What you will do: Give the material once more, word for word, without any images.

— Begin —

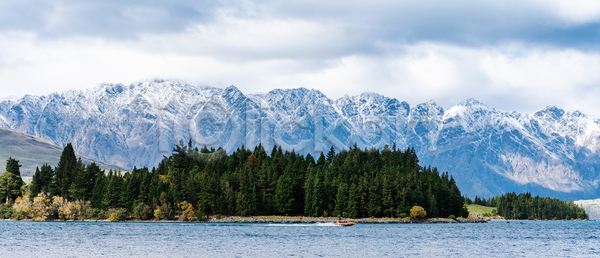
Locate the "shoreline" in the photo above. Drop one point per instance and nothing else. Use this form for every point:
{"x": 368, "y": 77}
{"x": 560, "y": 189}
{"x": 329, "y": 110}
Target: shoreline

— End —

Answer to this task:
Locate the "shoreline" in the photo above. Drop one point per instance and nothing else. Use this form for every point:
{"x": 368, "y": 77}
{"x": 560, "y": 189}
{"x": 329, "y": 110}
Target: shoreline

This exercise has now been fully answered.